%%

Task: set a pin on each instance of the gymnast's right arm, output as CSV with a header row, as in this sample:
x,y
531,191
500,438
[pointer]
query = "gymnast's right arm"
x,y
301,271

%%

--- Given task ---
Reproduce the data above verbatim, line for line.

--- Task output ---
Task: set a pin on each instance of the gymnast's right arm, output as CSV with a header row, as in this sample:
x,y
531,191
500,438
[pointer]
query = "gymnast's right arm"
x,y
301,271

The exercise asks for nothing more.